# Exercise prompt:
Reproduce each of the entries below verbatim, omitting the pictures.

[Data for this task start]

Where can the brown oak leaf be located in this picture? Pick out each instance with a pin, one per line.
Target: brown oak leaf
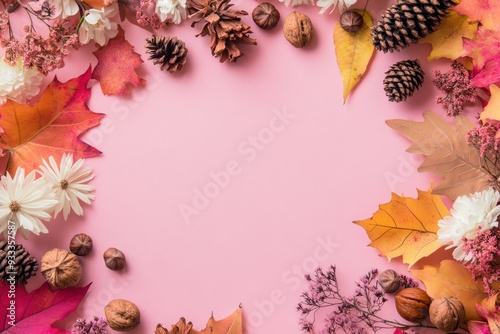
(447, 153)
(116, 66)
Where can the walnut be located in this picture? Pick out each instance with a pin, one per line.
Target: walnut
(389, 280)
(61, 268)
(413, 304)
(447, 313)
(122, 315)
(298, 29)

[Data for this task end]

# Correct output:
Where can the brown oak leaf be located in this picture? Pick out each instance with a pin, one per line.
Target: brown oak leaf
(447, 153)
(116, 66)
Where can the walnut be located in this picture? Pick out each instance with a pin, one per line.
Target: walnut
(389, 280)
(61, 268)
(413, 304)
(447, 313)
(122, 315)
(298, 29)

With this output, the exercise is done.